Что нужно сделать:
- 1) Воспроизведите без изменений часть рецензии на книгу Ивана Евсеенко: всё от слов «В книге пять» и до слов «закон любой пропаганды.».
- 2) Перечислите названия всех повестей, которые рецензия на книгу Ивана Евсеенко указывает как вошедшие в эту книгу.

Цитируемый отрывок:
Литературный крест
Евсеенко И.И. Затаив дыхание… Повести. – Воронеж: Центр духовного возрождения Черноземного края, 2013. – 512 с.
В феврале ушел из жизни патриарх воронежской литературы Юрий Данилович Гончаров, и место главного прозаика региона стало вакантным. Иван Евсеенко – один из основных претендентов на него. В этом смысле его новая книга – своеобразная заявка на обретение почетного титула, попытка утвердиться в статусе главы местной школы прозы.
В книге пять повестей. Все они на одну тему – о переходе из реального мира в загробный, о людской святости, о том, какие чувства и мысли обуревают праведную душу перед вхождением в Царствие Небесное. Жанру церковной элегии соответствуют и названия произведений – «Паломник», «Дмитриевская суббота», «Петр и Февронья», «Нетленный солдат», «Затаив дыхание».
Все сюжеты максимально упрощены, – таков, кстати говоря, главный закон любой пропаганды.
…К старому сельскому жителю Николаю Петровичу во сне на Страстной неделе является старик с посохом и приказывает ему отправиться в Киево-Печерскую лавру. После этого сельский житель бросает старуху-жену, взваливает на ее плечи все весенние огородные работы и оправляется в столицу теперь уже другого государства. По дороге Николая Петровича полностью обирают бомжи и украинские пограничники (эти персонажи олицетворяют зло, пришедшее в нашу страну после развала СССР). Но, преодолевая все препятствия, Николай Петрович достигает поставленной цели. И, помолившись, умирает там, в святом месте, в канун самого главного для него праздника – Дня Победы. «Но прежде чем упасть, он воочию увидел, как прямо на него идет от самого высокого и золотоглавого купола Софии весь в белых одеждах мальчик, отрок, озаряя все вокруг радужным неземным сиянием. А высоко над ним летит, и не успевает лететь, белокрылый Ангел, так беспечно оставивший Николая Петровича у порога Киево-Печерской лавры» («Паломник»).

Сохранённые записи данных:
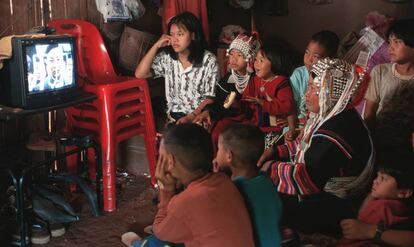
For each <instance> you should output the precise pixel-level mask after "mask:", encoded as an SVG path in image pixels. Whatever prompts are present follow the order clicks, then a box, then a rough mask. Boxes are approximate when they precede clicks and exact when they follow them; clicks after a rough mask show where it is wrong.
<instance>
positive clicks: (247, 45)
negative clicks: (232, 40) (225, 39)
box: [226, 33, 260, 63]
mask: <svg viewBox="0 0 414 247" xmlns="http://www.w3.org/2000/svg"><path fill="white" fill-rule="evenodd" d="M259 48H260V42H259V40H258V38H257V34H256V33H253V34H252V35H246V34H239V35H237V37H236V38H235V39H234V40H233V41H232V42H231V44H230V47H229V48H228V49H227V51H226V55H227V56H228V55H229V54H230V51H231V50H233V49H236V50H238V51H240V52H241V53H242V54H243V56H244V58H245V60H246V62H247V63H248V62H250V61H252V60H253V59H254V58H255V57H256V53H257V51H258V50H259Z"/></svg>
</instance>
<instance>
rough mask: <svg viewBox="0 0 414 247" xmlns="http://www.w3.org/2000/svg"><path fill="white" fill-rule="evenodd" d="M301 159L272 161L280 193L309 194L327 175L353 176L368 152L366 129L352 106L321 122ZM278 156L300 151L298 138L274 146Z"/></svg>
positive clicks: (370, 150)
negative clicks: (303, 157)
mask: <svg viewBox="0 0 414 247" xmlns="http://www.w3.org/2000/svg"><path fill="white" fill-rule="evenodd" d="M311 139H312V143H311V145H310V147H309V148H308V149H307V150H306V152H305V162H304V163H298V162H280V161H277V162H275V163H274V164H272V168H271V177H272V179H273V181H274V182H275V184H276V186H277V189H278V191H279V192H281V193H285V194H290V195H310V194H314V193H318V192H321V191H322V190H323V188H324V186H325V184H326V182H327V181H328V180H329V179H330V178H331V177H342V176H357V175H359V174H360V173H361V171H362V170H363V169H364V167H365V165H366V164H367V161H368V159H369V156H370V153H371V146H370V140H369V133H368V130H367V129H366V128H365V126H364V125H363V122H362V119H361V118H360V116H359V114H358V113H357V112H356V110H355V109H353V108H352V109H348V110H344V111H343V112H341V113H340V114H338V115H337V116H334V117H332V118H331V119H329V120H328V121H327V122H326V123H324V124H323V125H322V126H321V127H320V128H319V129H318V130H316V131H315V132H314V133H313V134H312V136H311ZM276 150H277V156H278V158H292V157H293V160H295V159H294V157H296V156H297V155H300V152H301V149H300V143H299V141H298V140H295V141H294V142H289V143H287V144H284V145H280V146H278V147H277V148H276Z"/></svg>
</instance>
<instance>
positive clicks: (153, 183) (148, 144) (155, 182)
mask: <svg viewBox="0 0 414 247" xmlns="http://www.w3.org/2000/svg"><path fill="white" fill-rule="evenodd" d="M155 138H156V137H155V135H145V137H144V139H145V149H146V152H147V159H148V167H149V171H150V175H151V184H152V185H155V184H156V183H157V180H156V179H155V168H156V162H157V143H156V139H155Z"/></svg>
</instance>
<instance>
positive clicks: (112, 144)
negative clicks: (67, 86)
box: [48, 19, 157, 212]
mask: <svg viewBox="0 0 414 247" xmlns="http://www.w3.org/2000/svg"><path fill="white" fill-rule="evenodd" d="M48 26H49V27H53V28H55V29H56V34H70V35H72V36H74V37H75V38H76V43H77V44H76V45H77V60H78V61H77V66H78V67H77V70H78V72H77V74H78V77H79V79H80V82H81V85H82V89H83V90H84V91H86V92H91V93H94V94H96V95H97V96H98V99H97V100H95V101H94V102H92V103H87V104H84V105H81V106H78V107H71V108H68V109H66V110H65V111H66V113H67V119H68V120H67V125H68V128H70V129H71V130H73V131H75V132H76V133H80V134H92V135H93V136H94V137H95V138H97V140H98V141H99V143H100V144H101V147H102V169H103V171H102V178H103V201H104V210H105V211H107V212H111V211H114V210H115V209H116V164H115V161H116V157H115V155H116V153H115V152H116V146H117V144H118V143H119V142H121V141H123V140H126V139H128V138H131V137H133V136H136V135H143V136H144V139H145V146H146V151H147V158H148V165H149V170H150V175H151V182H152V183H153V184H155V177H154V173H155V164H156V155H157V149H156V130H155V124H154V118H153V112H152V106H151V98H150V95H149V90H148V85H147V81H146V80H144V79H136V78H133V77H122V76H118V75H116V74H115V71H114V69H113V66H112V63H111V60H110V58H109V55H108V52H107V50H106V48H105V45H104V42H103V40H102V37H101V35H100V33H99V31H98V29H97V28H96V27H95V26H94V25H93V24H91V23H89V22H86V21H82V20H73V19H58V20H53V21H51V22H49V24H48ZM89 160H93V159H89Z"/></svg>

Список ответов:
- 1)
В книге пять повестей. Все они на одну тему – о переходе из реального мира в загробный, о людской святости, о том, какие чувства и мысли обуревают праведную душу перед вхождением в Царствие Небесное. Жанру церковной элегии соответствуют и названия произведений – «Паломник», «Дмитриевская суббота», «Петр и Февронья», «Нетленный солдат», «Затаив дыхание».
Все сюжеты максимально упрощены, – таков, кстати говоря, главный закон любой пропаганды.

- 2) «Паломник», «Дмитриевская суббота», «Петр и Февронья», «Нетленный солдат», «Затаив дыхание».